- _Page text_
I figured that any stone should get a knife sharp when used with the proper technique, so I'm trying to teach myself and hopefully I'm going to be able to properly sharpen my new knives on my new stone...

This old stone seems to "run" smoother if you wet it occasionally, but no real mud is forming. It gets noisier when it starts to get dry. It also feels more abrasive when getting dry.

It's my dad who sharpens under trickling water (really just a drop every few seconds). It seems to work for him (note: he probably uses luke-warm water, cause he hates being cold /img/vbsmilies/smilies/crazy.gif).

So far, I find it easier to sprinkle a bit of water on it by hand whenever I think it is needed.

- _Data rows_
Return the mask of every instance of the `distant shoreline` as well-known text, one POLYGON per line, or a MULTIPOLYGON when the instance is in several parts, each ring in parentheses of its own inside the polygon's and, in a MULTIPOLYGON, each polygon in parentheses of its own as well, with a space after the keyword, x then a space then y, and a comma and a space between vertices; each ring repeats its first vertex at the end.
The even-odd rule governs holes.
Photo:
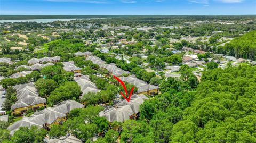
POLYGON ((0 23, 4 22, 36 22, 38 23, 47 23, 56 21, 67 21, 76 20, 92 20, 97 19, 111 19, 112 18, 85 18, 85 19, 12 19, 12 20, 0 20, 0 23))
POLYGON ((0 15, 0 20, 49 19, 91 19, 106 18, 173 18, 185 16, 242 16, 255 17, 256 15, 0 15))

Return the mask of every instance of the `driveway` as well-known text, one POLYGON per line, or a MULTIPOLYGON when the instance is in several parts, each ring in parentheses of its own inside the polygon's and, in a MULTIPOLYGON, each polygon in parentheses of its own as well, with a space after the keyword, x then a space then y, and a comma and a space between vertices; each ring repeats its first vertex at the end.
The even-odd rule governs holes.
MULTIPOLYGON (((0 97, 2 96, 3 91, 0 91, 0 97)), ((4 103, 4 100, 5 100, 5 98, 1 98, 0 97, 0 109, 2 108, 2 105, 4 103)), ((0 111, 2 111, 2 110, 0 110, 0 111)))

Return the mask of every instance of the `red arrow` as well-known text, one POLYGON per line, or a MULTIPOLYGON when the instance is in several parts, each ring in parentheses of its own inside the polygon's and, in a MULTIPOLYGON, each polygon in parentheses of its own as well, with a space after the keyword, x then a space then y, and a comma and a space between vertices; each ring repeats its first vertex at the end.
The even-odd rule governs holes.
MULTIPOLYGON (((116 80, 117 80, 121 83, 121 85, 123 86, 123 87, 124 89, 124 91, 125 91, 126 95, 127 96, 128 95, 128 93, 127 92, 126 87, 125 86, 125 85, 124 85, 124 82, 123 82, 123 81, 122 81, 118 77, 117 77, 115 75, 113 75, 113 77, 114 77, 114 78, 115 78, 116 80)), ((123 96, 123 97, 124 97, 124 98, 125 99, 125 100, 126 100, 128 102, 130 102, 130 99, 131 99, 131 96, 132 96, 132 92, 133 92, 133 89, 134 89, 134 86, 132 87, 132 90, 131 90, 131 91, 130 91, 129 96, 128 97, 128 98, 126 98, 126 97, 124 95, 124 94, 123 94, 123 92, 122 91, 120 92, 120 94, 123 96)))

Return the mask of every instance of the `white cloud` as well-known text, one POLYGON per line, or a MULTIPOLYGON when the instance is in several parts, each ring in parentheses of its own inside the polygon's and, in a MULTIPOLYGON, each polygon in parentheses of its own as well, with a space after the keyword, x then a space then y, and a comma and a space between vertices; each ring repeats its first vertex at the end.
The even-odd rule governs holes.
...
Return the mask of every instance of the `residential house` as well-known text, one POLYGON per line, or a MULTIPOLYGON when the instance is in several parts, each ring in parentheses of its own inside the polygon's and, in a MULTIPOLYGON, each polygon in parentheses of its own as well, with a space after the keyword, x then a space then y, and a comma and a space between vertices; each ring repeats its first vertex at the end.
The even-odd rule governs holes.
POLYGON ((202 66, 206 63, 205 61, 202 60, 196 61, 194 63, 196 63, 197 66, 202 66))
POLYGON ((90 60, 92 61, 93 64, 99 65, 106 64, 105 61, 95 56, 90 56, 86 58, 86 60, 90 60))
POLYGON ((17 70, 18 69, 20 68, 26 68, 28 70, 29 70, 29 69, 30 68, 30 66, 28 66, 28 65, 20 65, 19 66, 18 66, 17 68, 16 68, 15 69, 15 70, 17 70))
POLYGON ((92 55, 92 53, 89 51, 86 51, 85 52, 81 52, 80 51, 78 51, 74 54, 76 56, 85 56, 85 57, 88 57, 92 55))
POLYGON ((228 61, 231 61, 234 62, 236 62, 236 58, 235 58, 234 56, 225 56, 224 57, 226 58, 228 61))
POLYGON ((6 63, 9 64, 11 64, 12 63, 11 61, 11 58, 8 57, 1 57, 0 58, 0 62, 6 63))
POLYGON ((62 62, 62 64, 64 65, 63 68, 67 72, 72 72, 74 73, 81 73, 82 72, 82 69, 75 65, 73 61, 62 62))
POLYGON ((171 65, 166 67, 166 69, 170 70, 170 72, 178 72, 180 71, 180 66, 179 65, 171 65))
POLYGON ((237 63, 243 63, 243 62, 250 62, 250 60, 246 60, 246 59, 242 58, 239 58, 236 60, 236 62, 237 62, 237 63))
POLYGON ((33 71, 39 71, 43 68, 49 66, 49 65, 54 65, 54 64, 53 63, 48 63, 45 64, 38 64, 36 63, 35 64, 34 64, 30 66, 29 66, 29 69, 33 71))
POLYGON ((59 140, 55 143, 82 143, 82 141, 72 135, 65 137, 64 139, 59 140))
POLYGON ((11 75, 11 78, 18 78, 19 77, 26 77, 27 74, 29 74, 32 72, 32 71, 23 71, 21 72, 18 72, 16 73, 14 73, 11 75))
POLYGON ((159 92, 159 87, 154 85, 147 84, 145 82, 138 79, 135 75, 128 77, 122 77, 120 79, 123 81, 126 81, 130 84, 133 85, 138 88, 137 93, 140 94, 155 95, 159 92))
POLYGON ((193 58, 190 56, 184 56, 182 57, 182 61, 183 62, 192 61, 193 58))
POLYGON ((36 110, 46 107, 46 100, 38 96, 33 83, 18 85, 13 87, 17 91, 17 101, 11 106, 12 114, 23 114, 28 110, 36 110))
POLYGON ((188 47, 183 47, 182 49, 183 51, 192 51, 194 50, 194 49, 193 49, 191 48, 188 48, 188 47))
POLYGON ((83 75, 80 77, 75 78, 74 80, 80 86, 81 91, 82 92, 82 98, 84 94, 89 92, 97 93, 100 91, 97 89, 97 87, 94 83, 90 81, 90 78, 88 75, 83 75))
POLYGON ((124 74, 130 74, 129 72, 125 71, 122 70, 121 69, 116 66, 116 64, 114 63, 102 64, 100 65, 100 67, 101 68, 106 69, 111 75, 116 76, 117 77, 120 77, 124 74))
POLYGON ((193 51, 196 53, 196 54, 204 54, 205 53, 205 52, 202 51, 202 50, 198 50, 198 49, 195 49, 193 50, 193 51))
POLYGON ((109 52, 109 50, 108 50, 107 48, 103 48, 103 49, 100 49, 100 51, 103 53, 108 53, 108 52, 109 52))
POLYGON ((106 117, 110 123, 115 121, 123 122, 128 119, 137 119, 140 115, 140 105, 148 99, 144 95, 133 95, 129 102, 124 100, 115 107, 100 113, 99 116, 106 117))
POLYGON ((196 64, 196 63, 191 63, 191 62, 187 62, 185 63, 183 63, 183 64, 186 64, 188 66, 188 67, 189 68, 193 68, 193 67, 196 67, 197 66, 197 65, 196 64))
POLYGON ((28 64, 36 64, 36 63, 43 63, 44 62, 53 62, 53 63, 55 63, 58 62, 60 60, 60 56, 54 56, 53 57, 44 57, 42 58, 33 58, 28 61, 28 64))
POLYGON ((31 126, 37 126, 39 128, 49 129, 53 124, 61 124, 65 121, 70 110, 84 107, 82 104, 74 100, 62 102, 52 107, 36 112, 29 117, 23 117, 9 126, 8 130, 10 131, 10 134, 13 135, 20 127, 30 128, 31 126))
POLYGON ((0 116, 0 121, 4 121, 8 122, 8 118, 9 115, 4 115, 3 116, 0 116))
--
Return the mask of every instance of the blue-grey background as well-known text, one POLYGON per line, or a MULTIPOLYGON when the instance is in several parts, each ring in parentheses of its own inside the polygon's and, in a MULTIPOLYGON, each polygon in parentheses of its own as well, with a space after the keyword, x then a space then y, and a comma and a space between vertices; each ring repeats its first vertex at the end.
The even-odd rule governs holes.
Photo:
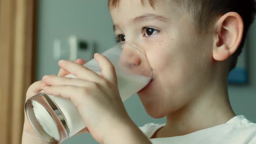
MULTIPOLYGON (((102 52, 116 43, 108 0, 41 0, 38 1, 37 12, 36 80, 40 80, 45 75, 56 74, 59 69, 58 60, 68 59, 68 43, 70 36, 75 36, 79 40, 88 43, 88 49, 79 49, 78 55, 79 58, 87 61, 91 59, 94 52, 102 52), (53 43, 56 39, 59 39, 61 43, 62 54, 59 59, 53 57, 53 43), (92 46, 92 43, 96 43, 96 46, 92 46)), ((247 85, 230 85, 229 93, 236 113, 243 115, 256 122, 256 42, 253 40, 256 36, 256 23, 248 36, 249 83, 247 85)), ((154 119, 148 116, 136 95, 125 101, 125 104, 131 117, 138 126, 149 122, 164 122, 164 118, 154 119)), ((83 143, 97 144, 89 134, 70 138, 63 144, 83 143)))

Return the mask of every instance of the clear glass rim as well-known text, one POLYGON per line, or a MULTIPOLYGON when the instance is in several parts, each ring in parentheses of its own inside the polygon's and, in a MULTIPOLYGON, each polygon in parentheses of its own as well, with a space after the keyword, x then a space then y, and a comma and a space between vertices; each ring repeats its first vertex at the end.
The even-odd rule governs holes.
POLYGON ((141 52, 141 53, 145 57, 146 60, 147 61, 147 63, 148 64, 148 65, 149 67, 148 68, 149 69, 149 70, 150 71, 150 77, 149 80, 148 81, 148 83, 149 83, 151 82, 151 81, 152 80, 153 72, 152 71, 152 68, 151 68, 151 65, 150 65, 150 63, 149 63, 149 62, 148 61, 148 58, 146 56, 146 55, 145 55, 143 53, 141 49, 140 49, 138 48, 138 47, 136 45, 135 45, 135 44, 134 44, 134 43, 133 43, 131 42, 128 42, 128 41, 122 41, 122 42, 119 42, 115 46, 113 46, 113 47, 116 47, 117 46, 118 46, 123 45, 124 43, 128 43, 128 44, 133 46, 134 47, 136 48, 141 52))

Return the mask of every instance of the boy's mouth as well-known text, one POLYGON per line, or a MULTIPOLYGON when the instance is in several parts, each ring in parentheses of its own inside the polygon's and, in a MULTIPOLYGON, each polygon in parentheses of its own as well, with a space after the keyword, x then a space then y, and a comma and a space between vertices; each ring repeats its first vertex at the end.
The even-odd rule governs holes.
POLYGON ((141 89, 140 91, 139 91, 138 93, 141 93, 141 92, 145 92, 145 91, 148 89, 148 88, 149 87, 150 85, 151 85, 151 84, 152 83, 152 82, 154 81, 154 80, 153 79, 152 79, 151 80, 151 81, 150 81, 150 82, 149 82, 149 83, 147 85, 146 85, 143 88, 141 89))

- _Tasks_
A) In the text on sharpening stones, who sharpens under trickling water?
B) Retype part of the text on sharpening stones, starting at the words "This old stone" and stopping after "when getting dry.".
Answer using only the text on sharpening stones.

- _Responses to the tasks_
A) The writer's dad sharpens under trickling water.

B)
This old stone seems to "run" smoother if you wet it occasionally, but no real mud is forming. It gets noisier when it starts to get dry. It also feels more abrasive when getting dry.